Ask the Coach - Encouraging Your Partner
Ask the Coach - Encouraging Your Partner
My husband is transitioning from his long-term career as his boss retires. He doesn’t love his position and he isn’t quite sure what to do. How do I motivate him to come to a conclusion? In the past, when we have troubles in our marriage, if I criticize him to point out the wrongs and offer advice on how to make them right, he often goes inward into mild depression, so I’m being very supportive and trying not to say the wrong thing. I want him to be happy and don’t know what to do to get his but in gear, because well, we need his income and his mental health in good shape!"
Dear Concerned Wife,
It seems as if you are not only frustrated but also nervous about the future and your husband’s decision regarding his work.
The first step is opening the line of communication and sharing all aspects of what concerns you or makes you feel uncomfortable. Being free to say to your husband that his indecision or lack of direction makes you fearful about the future is something that can be received with empathy and understanding. It is all in how you deliver this message.
Let me start with how best to motivate and provide constructive feedback and input, especially when it pertains to something very personal.
You must also be open to asking him directly about what is bothering him and what he is thinking about the current job or the future. To do this requires active listening, acknowledgement, and no judgement.
There is a big difference between constructive feedback and criticism. Constructive feedback is what you give your partner because you care about them and want them to grow as a person, but criticism is just an expression of something you do not like about your partner that you want them to change. "In other words, constructive feedback is given for their sake, while criticism is given for your sake.
You might want to start by literally asking your husband for permission to give your input. For example, you could say, "I've noticed some things," or "I have some observations, would it be helpful to talk about this?"
Remember criticism or even perceived criticism is rarely an effective technique for behaviour modification.
Working through issues that impact a couple is something that should be done together. Speaking about the pros and cons of choices, the financial implications as well as the impact on the relationship is what is required here.

ROWS:

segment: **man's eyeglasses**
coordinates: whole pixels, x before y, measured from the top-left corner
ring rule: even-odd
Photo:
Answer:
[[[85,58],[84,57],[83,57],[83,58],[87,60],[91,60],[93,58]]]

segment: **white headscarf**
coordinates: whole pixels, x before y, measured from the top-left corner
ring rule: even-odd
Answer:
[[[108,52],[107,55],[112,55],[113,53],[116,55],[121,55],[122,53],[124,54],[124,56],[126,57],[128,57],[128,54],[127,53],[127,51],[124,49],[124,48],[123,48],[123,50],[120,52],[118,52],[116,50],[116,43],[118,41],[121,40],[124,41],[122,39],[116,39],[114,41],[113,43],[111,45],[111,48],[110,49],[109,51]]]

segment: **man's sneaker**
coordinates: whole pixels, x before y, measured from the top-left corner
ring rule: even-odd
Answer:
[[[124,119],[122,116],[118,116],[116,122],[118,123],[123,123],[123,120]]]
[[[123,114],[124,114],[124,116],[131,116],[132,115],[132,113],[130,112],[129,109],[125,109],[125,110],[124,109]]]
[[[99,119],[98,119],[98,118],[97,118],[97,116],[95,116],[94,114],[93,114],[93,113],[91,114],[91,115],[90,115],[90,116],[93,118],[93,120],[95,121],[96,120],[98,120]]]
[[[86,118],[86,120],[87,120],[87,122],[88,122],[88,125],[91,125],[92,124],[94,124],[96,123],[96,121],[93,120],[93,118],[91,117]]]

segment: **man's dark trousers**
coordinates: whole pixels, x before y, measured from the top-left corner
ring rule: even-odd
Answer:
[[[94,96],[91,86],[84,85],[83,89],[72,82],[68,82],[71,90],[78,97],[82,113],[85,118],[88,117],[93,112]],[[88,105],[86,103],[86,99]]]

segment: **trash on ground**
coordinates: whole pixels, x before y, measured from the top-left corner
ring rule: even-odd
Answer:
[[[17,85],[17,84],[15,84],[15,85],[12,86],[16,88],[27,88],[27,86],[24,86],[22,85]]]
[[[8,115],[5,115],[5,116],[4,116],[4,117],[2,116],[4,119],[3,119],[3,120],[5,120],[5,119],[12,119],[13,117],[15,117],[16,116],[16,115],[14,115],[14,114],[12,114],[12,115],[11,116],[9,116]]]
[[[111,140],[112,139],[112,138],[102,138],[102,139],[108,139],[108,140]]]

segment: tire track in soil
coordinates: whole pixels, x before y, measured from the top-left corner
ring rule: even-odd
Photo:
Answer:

PROBLEM DETAILS: Render this sentence from the advice column in Spanish: "Working through issues that impact a couple is something that should be done together." The items come from a different source than the advice column.

EXERCISE ANSWER: Resolver los problemas que afectan a una pareja es algo que debe hacerse juntos.